Material for this exercise —
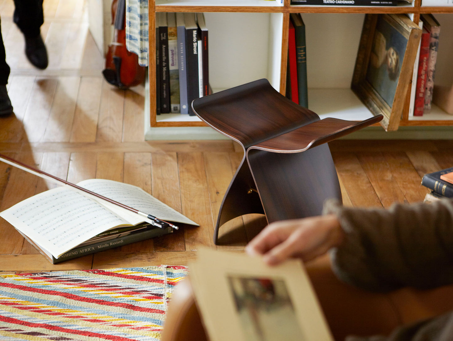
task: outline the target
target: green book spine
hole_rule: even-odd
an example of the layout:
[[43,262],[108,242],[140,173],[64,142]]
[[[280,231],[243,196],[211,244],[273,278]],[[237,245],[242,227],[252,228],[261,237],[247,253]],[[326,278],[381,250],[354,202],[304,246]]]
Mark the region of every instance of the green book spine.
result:
[[308,107],[308,87],[307,84],[307,48],[305,45],[305,25],[299,13],[291,13],[296,36],[296,61],[299,105]]
[[146,229],[135,233],[131,233],[124,237],[120,237],[103,242],[95,243],[81,247],[74,248],[62,254],[58,258],[55,258],[52,256],[52,262],[53,264],[59,263],[60,262],[81,257],[82,256],[86,256],[87,254],[91,254],[104,250],[108,250],[109,248],[117,248],[119,246],[122,246],[132,243],[140,242],[155,237],[160,237],[173,232],[173,229],[171,227],[167,227],[165,229],[156,227],[154,229]]

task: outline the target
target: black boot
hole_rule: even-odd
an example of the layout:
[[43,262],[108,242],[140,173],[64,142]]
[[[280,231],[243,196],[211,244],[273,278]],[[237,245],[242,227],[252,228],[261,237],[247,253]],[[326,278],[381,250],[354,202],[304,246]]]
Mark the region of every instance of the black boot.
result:
[[8,96],[6,85],[0,85],[0,117],[13,113],[13,106]]
[[34,38],[25,37],[25,55],[30,63],[38,68],[47,67],[47,50],[41,34]]

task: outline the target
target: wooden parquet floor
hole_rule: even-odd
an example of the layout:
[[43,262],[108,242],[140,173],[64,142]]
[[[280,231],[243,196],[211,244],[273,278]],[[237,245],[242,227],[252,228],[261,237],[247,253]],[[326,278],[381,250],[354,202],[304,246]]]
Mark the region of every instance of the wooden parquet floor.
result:
[[[0,0],[1,29],[11,67],[8,90],[14,115],[0,118],[0,153],[73,183],[86,179],[132,184],[200,224],[172,234],[53,265],[0,218],[0,271],[37,272],[166,264],[184,265],[200,246],[241,250],[265,225],[238,217],[215,246],[213,226],[242,158],[229,141],[146,141],[144,89],[120,90],[101,75],[103,59],[88,30],[80,0],[46,0],[42,32],[49,67],[24,56],[23,38]],[[426,172],[453,165],[451,141],[342,140],[330,144],[345,205],[388,207],[422,200]],[[0,210],[55,185],[0,163]]]

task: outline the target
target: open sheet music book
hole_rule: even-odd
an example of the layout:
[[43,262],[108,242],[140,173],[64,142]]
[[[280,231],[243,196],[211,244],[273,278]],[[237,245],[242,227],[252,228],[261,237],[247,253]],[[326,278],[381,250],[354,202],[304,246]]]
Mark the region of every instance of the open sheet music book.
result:
[[[140,187],[99,179],[77,185],[159,219],[198,225]],[[25,199],[0,213],[0,216],[53,263],[62,255],[66,260],[68,252],[78,246],[79,252],[70,255],[79,257],[93,253],[88,251],[120,246],[172,230],[158,227],[160,225],[152,220],[68,185]]]
[[270,267],[258,257],[202,249],[189,267],[211,341],[333,341],[300,260]]

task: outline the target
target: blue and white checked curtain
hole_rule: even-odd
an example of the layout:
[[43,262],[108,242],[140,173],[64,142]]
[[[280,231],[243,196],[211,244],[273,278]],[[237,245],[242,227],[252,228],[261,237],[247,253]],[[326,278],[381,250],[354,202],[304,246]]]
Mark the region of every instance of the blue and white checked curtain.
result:
[[148,0],[126,0],[126,49],[148,66]]

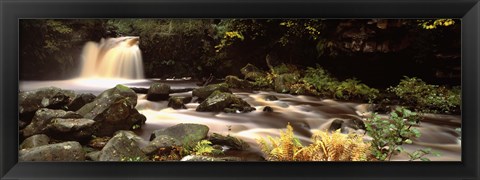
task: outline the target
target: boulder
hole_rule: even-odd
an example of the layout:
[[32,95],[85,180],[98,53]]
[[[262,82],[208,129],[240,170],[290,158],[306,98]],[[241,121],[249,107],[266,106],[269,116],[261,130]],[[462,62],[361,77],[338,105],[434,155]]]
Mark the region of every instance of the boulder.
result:
[[213,133],[212,135],[210,135],[210,137],[208,137],[208,140],[212,142],[212,144],[228,146],[231,149],[235,150],[246,150],[250,147],[245,141],[230,135],[223,136],[217,133]]
[[220,91],[213,92],[197,107],[199,112],[250,112],[255,110],[241,98]]
[[145,124],[146,117],[135,109],[136,104],[137,94],[128,87],[117,85],[102,92],[77,113],[95,121],[98,128],[94,135],[112,136],[118,130],[129,130],[134,125]]
[[180,142],[179,140],[171,136],[159,135],[159,136],[156,136],[155,139],[150,141],[150,143],[148,143],[147,146],[142,148],[142,151],[146,155],[151,156],[158,153],[161,148],[168,149],[168,148],[181,146],[181,145],[182,145],[182,142]]
[[[118,133],[103,147],[96,157],[98,161],[145,161],[147,156],[134,140],[125,133]],[[92,158],[95,159],[96,157]]]
[[254,65],[248,63],[245,67],[240,69],[240,72],[245,76],[245,79],[257,80],[258,78],[265,77],[267,74]]
[[265,107],[263,108],[263,112],[273,112],[273,108],[270,107],[270,106],[265,106]]
[[50,138],[47,135],[37,134],[23,140],[22,144],[20,144],[19,149],[30,149],[34,147],[39,147],[39,146],[47,145],[48,142],[50,142]]
[[84,161],[85,151],[80,143],[63,143],[38,146],[19,151],[19,161]]
[[238,78],[237,76],[225,77],[225,83],[228,87],[235,89],[252,89],[253,83],[247,80]]
[[200,99],[206,99],[210,96],[213,92],[220,91],[226,93],[232,93],[230,89],[228,89],[228,85],[225,83],[220,84],[211,84],[205,87],[197,88],[192,91],[192,96],[198,97]]
[[168,107],[173,109],[187,109],[185,104],[190,103],[192,101],[192,97],[178,97],[174,96],[168,99]]
[[147,92],[149,101],[163,101],[170,97],[170,86],[164,83],[153,83]]
[[276,101],[276,100],[278,100],[277,96],[274,96],[274,95],[265,96],[265,101]]
[[69,111],[79,110],[82,106],[92,102],[96,98],[92,93],[77,94],[70,104],[67,105]]
[[207,138],[209,131],[208,126],[202,124],[177,124],[162,130],[153,131],[150,140],[154,140],[162,135],[174,138],[179,144],[183,145],[185,142],[197,143],[198,141]]
[[41,108],[64,109],[75,97],[75,93],[57,87],[40,88],[18,93],[20,119],[29,123],[34,113]]
[[328,131],[335,131],[337,129],[341,129],[342,133],[351,132],[351,130],[365,130],[365,123],[361,119],[350,118],[350,119],[340,119],[335,118]]
[[280,74],[274,78],[274,88],[276,92],[288,93],[291,91],[291,86],[299,80],[298,74],[287,73]]
[[48,134],[56,139],[84,140],[90,138],[96,130],[95,121],[91,119],[54,118],[47,125]]
[[77,114],[72,111],[64,111],[64,110],[53,110],[53,109],[39,109],[35,112],[33,116],[32,122],[23,129],[23,136],[30,137],[34,134],[47,134],[48,133],[48,125],[55,118],[82,118],[82,115]]

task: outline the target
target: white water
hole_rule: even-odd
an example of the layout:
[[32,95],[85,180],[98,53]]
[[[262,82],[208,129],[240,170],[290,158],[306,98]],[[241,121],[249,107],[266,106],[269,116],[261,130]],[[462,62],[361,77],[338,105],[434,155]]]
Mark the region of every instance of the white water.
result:
[[[56,86],[80,92],[99,94],[103,90],[114,87],[116,84],[125,84],[130,87],[147,88],[151,80],[88,80],[77,79],[67,81],[30,81],[21,82],[20,90],[33,90],[45,86]],[[172,88],[196,87],[189,81],[165,81]],[[288,122],[294,128],[295,134],[303,143],[311,142],[309,137],[318,130],[325,130],[330,126],[333,118],[348,116],[368,116],[365,104],[339,102],[329,99],[320,99],[310,96],[294,96],[275,92],[254,91],[234,92],[249,104],[257,108],[256,111],[243,114],[196,112],[198,103],[188,103],[188,109],[174,110],[167,107],[166,101],[151,102],[145,95],[138,94],[136,108],[147,117],[146,124],[137,133],[145,140],[156,129],[163,129],[179,123],[198,123],[207,125],[210,133],[223,135],[230,134],[239,137],[250,144],[253,154],[259,155],[256,139],[260,137],[279,136],[280,130],[285,129]],[[266,95],[275,95],[278,101],[266,101]],[[171,94],[171,96],[191,96],[191,92]],[[271,106],[272,113],[263,112],[263,107]],[[461,161],[461,142],[454,129],[461,126],[461,117],[452,115],[431,114],[418,127],[422,137],[414,144],[406,146],[410,152],[420,148],[432,148],[441,156],[428,156],[433,161]],[[230,127],[231,130],[228,130]],[[251,154],[252,154],[251,153]],[[252,156],[242,154],[242,156]],[[244,160],[254,158],[245,157]],[[393,160],[408,160],[405,154],[397,155]]]
[[109,38],[88,42],[82,52],[81,78],[143,79],[138,37]]

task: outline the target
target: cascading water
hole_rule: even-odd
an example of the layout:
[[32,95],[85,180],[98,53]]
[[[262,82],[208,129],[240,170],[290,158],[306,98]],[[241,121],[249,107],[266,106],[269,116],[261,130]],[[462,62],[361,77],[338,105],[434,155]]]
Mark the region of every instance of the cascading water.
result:
[[82,52],[80,78],[143,79],[139,37],[102,39],[88,42]]

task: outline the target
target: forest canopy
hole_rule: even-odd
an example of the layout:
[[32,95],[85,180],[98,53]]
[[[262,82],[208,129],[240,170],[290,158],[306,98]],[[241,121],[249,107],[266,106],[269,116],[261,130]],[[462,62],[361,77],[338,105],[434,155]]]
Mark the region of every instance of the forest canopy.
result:
[[249,63],[286,63],[373,87],[403,76],[459,85],[460,27],[458,19],[23,19],[20,79],[75,77],[86,42],[139,36],[147,78],[223,78]]

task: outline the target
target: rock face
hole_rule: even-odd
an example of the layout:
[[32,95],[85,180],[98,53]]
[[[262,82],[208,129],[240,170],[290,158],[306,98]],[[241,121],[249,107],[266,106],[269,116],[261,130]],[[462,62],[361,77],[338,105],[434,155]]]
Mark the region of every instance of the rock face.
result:
[[[147,156],[137,146],[134,140],[125,133],[118,133],[103,147],[93,159],[99,161],[144,161]],[[92,157],[91,157],[92,158]]]
[[290,87],[298,81],[298,78],[297,74],[292,73],[278,75],[274,79],[275,91],[279,93],[290,92]]
[[48,133],[48,125],[54,118],[82,118],[80,114],[72,111],[39,109],[35,112],[32,122],[23,129],[23,136],[30,137],[34,134]]
[[192,101],[192,97],[171,97],[168,99],[168,107],[173,109],[187,109],[185,104]]
[[163,83],[153,83],[147,92],[149,101],[163,101],[170,97],[170,86]]
[[206,99],[215,91],[231,93],[230,89],[228,89],[227,84],[220,83],[220,84],[211,84],[202,88],[194,89],[192,91],[192,96],[196,96],[200,99]]
[[84,161],[80,143],[68,141],[19,151],[19,161]]
[[95,95],[92,93],[83,93],[77,94],[70,104],[68,104],[67,108],[69,111],[76,111],[82,108],[87,103],[92,102],[95,99]]
[[97,129],[91,119],[54,118],[47,126],[48,134],[57,139],[83,140],[90,138]]
[[213,92],[197,107],[199,112],[250,112],[255,110],[241,98],[220,91]]
[[77,113],[95,121],[98,131],[94,135],[111,136],[118,130],[129,130],[133,125],[145,123],[146,117],[135,109],[136,104],[137,94],[128,87],[117,85],[102,92]]
[[265,77],[267,74],[254,65],[248,63],[245,67],[240,69],[240,72],[245,76],[245,79],[250,79],[255,81],[260,77]]
[[172,148],[174,146],[181,146],[182,142],[179,140],[168,136],[168,135],[159,135],[156,136],[155,139],[150,141],[147,146],[142,148],[142,151],[148,155],[154,155],[155,153],[159,152],[160,148]]
[[34,113],[41,108],[62,109],[68,105],[75,93],[57,87],[40,88],[34,91],[18,93],[18,112],[20,119],[30,122]]
[[235,150],[246,150],[250,147],[245,141],[229,135],[223,136],[213,133],[208,137],[208,140],[212,142],[212,144],[225,145]]
[[237,76],[225,77],[225,83],[227,83],[228,87],[236,89],[252,89],[253,87],[252,82],[240,79]]
[[48,142],[50,142],[50,138],[47,135],[37,134],[23,140],[22,144],[20,144],[19,149],[30,149],[38,146],[43,146],[47,145]]
[[150,140],[154,140],[157,137],[165,135],[174,138],[176,141],[181,143],[180,145],[182,145],[184,142],[196,143],[207,138],[208,131],[208,126],[202,124],[177,124],[166,129],[153,131],[152,135],[150,136]]

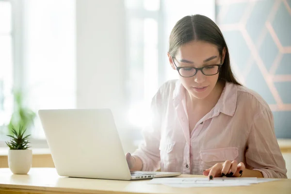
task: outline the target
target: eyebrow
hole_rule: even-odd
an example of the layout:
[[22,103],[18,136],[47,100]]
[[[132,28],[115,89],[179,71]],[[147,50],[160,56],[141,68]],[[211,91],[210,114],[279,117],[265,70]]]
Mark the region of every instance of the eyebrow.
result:
[[[207,62],[208,61],[211,61],[212,59],[215,59],[216,58],[217,58],[217,56],[212,56],[212,57],[210,57],[208,59],[205,59],[204,61],[203,61],[203,62],[204,62],[204,63]],[[181,60],[180,60],[180,62],[187,63],[188,64],[194,64],[194,63],[192,62],[192,61],[188,61],[188,60],[186,60],[185,59],[181,59]]]

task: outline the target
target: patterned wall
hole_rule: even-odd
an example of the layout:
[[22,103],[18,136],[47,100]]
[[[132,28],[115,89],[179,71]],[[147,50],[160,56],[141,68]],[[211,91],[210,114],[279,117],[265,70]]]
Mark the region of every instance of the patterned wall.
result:
[[236,76],[269,104],[277,137],[291,138],[291,0],[216,4]]

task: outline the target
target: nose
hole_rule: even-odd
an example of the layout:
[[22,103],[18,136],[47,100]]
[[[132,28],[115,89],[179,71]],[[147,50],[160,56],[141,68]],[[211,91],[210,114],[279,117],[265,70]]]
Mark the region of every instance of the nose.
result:
[[203,83],[206,78],[206,76],[201,71],[198,71],[194,76],[194,81],[198,83]]

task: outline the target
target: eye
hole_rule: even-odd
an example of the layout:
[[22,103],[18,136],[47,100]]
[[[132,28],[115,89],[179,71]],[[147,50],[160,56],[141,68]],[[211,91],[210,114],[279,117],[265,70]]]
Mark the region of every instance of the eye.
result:
[[206,68],[206,69],[211,69],[214,68],[214,65],[207,66],[205,67],[204,68]]
[[183,68],[183,70],[184,71],[192,71],[193,70],[193,68],[191,67],[184,67]]

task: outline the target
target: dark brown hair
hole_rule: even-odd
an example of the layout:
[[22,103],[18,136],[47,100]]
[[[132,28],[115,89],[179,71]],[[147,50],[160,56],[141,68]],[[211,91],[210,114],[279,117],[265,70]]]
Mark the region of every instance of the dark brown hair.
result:
[[225,48],[226,56],[219,79],[241,85],[231,71],[228,48],[221,31],[214,22],[200,15],[188,16],[180,19],[171,32],[169,53],[175,57],[181,46],[193,40],[203,41],[216,45],[222,59],[223,50]]

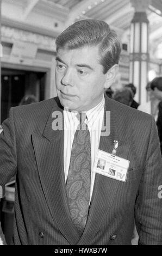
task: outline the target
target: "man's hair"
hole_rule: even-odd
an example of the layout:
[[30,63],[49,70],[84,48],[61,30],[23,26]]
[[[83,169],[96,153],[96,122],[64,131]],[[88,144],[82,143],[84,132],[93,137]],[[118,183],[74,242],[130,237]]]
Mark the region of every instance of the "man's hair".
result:
[[99,63],[103,66],[103,74],[118,64],[121,44],[117,34],[109,25],[98,20],[77,21],[62,32],[56,39],[57,51],[60,48],[68,50],[84,46],[98,46]]
[[162,77],[155,77],[150,83],[150,88],[154,90],[155,88],[162,91]]

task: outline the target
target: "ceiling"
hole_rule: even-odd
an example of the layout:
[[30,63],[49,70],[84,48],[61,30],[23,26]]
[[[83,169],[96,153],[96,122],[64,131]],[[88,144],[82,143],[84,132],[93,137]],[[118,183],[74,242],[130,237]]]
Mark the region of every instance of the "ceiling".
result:
[[[139,2],[140,0],[136,0]],[[143,0],[144,1],[144,0]],[[145,0],[146,1],[146,0]],[[147,1],[147,0],[146,0]],[[151,54],[162,60],[162,0],[148,0]],[[83,19],[105,21],[129,41],[134,9],[130,0],[2,0],[2,25],[35,28],[55,37],[74,21]]]

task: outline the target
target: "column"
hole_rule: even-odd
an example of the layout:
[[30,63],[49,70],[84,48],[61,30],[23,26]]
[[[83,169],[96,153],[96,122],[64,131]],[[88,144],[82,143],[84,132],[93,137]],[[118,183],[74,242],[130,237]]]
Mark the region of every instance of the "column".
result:
[[147,101],[148,82],[148,20],[146,10],[149,0],[130,0],[135,9],[130,25],[129,82],[136,87],[135,100],[140,104]]
[[1,124],[1,59],[2,57],[2,46],[1,45],[1,4],[0,0],[0,125]]

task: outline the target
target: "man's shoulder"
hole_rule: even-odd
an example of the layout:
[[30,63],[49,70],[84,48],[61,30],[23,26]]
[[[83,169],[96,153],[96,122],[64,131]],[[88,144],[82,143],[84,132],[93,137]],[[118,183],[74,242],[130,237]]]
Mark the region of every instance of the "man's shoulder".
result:
[[18,106],[14,107],[13,108],[14,112],[16,113],[30,113],[30,112],[33,114],[35,112],[37,113],[41,112],[44,113],[45,112],[48,112],[52,107],[58,107],[59,100],[58,97],[49,99],[39,102],[33,103],[26,105]]

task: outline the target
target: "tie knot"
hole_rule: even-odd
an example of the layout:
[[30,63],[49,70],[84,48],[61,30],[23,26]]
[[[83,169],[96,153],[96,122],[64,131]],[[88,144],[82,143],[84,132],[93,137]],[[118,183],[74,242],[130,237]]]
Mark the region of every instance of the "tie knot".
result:
[[78,112],[77,117],[79,121],[80,124],[84,124],[86,118],[86,113],[85,112]]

Exercise task — Count how many lines in the rows above contain the string "open", treating uppercase and lowercase as different, and reply with only the number.

Task result — 2